**Texte présenté**
- - - -

Au cas où vous ne le sauriez pas, Shadecrown est un groupe formé en 2012 à Viitasaari, en Finlande. Vous voilà donc au même niveau que moi, car, naturellement toujours en retard d’une décennie, je viens tout juste de les découvrir par pur hasard. Le nouvel album 0 possède indéniablement cette signature finlandaise, et dès la première écoute, il vous plonge dans un univers mélancolique. Viitasaari, Finlande. Là-bas, les forêts parlent plus que les hommes, et les guitares se souviennent de la peine des premiers hommes découvrant les glaciers. Après Agonia (2016), Riven (2019) et Solitarian (2021), voici 0, leur quatrième offrande. Et autant le dire tout de suite : ce n’est pas une simple continuité. C’est une montée, une épure, un point d’orgue.

0, comme un cercle imparfait. Comme un œil grand ouvert sur nos nuits intérieures. Battons campagne, car le sujet 0 doit être appréhendé avec force et décision. Il ne s’agit pas d’une énième sortie tiède d’un album de Death mélo. Vous allez toucher le boss du divin — ou, au pire... son adjoint. Car l’œuvre est traversée de frissons.

Entre mélancolie profonde et colère indicible, 0 va au-delà du Death Metal mélo pour lequel on connaît bien nos cousins finnois. En effet, cet album est bien plus sombre, plus vindicatif que les précédents. Il délivre pourtant une rythmique à la fois plus lourde et paradoxalement plus énervée. Les éléments investis y sont variés : d’un côté épique au son d’instruments classiques ; des atmosphères synthétisées envoûtantes ; des guitares heavy ; des growls rauques aux voix féminines placées judicieusement ici ou là. Tout concourt à un Metal varié, à la fois puissant et harmonieux, imposant et séduisant. L’album prend racine dans la mélancolie finlandaise — mais il pousse au-delà : plus lourd, plus mélodique, plus charnel. Il nous parle droit au cœur, entre colère rentrée et beauté tragique.

The Art of Grieving, porté par les growls profonds de Jari Hokka et la voix éthérée de Sheila Bernal, ouvre l’album comme on entrouvre une porte interdite. Piano noir, guitares en fusion, élégance funèbre. C’est un sommet de tension contenue, une mélodie qui serre la gorge. On pense parfois à Arch Enemy pour l’énergie, à Omnium Gatherum pour l’élégance des arrangements. Mais Shadecrown trouve ici un ton bien à lui : majestueux et vulnérable.

Puis vient Gone, plus lent, plus plombé. Les claviers prennent de l’ampleur, les percussions s’épaississent, le paysage devient brumeux. Le disque semble basculer vers un autre versant, plus introspectif. L’orage se fait latent. L’émotion, rampante.

Avec Zero, pièce centrale et sans doute la plus audacieuse, le groupe explore les contrastes vocaux avec un goût certain pour la dissonance maîtrisée. Les voix s’entrelacent, se répondent, s’effacent. On y sent la recherche, le doute, l’envie de sortir du cadre. Et c’est réussi.

- - - -

**Consignes**
1. Relevez tous les titres de morceaux que la critique mentionne.
2. Recopiez mot pour mot, dans la critique, le passage qui va de « 0, comme un » jusqu'à « traversée de frissons. ».
Les lignes qui viennent ensuite constituent un matériau indépendant de la critique.

- - - -

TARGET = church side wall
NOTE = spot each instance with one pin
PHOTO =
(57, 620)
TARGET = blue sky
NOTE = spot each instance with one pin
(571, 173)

- - - -

**Les réponses**
1. The Art of Grieving, Gone, Zero

2.
0, comme un cercle imparfait. Comme un œil grand ouvert sur nos nuits intérieures. Battons campagne, car le sujet 0 doit être appréhendé avec force et décision. Il ne s’agit pas d’une énième sortie tiède d’un album de Death mélo. Vous allez toucher le boss du divin — ou, au pire... son adjoint. Car l’œuvre est traversée de frissons.